• PROBLEM:
Show every line of the records below that contains the word "Results".

━━━━━━━━━━━━━━━━

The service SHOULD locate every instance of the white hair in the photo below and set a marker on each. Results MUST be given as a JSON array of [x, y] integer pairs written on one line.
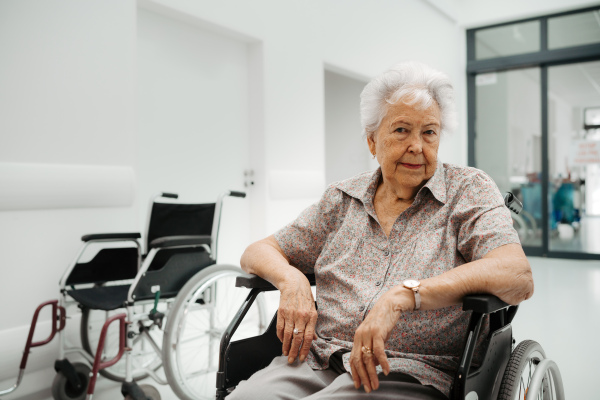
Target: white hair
[[412, 83]]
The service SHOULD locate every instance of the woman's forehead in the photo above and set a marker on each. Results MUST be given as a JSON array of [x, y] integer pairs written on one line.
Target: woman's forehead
[[403, 111]]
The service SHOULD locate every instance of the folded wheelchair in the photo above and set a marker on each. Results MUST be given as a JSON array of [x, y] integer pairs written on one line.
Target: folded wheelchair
[[166, 306], [508, 372]]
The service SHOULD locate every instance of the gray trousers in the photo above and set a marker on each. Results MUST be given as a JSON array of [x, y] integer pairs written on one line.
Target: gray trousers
[[283, 381]]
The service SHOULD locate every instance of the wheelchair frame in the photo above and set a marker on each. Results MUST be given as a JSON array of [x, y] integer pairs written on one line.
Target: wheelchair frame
[[240, 359], [131, 325]]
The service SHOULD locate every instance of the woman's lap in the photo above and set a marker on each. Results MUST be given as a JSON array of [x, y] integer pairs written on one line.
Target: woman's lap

━━━━━━━━━━━━━━━━

• EXERCISE ANSWER:
The service SHOULD locate every instance of the white hair in the photo below and set a marker on each. Results MUST be given as a JSON array of [x, y] integer pairs written on one line.
The service SHOULD locate every instance of the woman's forehead in the photo above and set a marker on each. Results MUST be given as a JSON array of [x, y] integer pairs written on one line.
The service SHOULD locate every instance of the folded wheelchair in the photo above and set a marker on each. Results MUST be given as a JSON array of [x, y] integer pairs written on one line.
The service SHOULD locate every instance of the gray trousers in the photo above and set a marker on each. Results MUST be given as a JSON array of [x, y] integer pairs written on one line.
The service SHOULD locate every instance of the wheelchair frame in the photo above and set a marker on each. Results MUST be given as a JSON array of [x, y] integer pairs written on one line.
The service SHOULD locate every instance of the woman's lap in the photo above and set a marker on each. Results MUST be given as a JSON array of [x, y] integer pairs written on one line.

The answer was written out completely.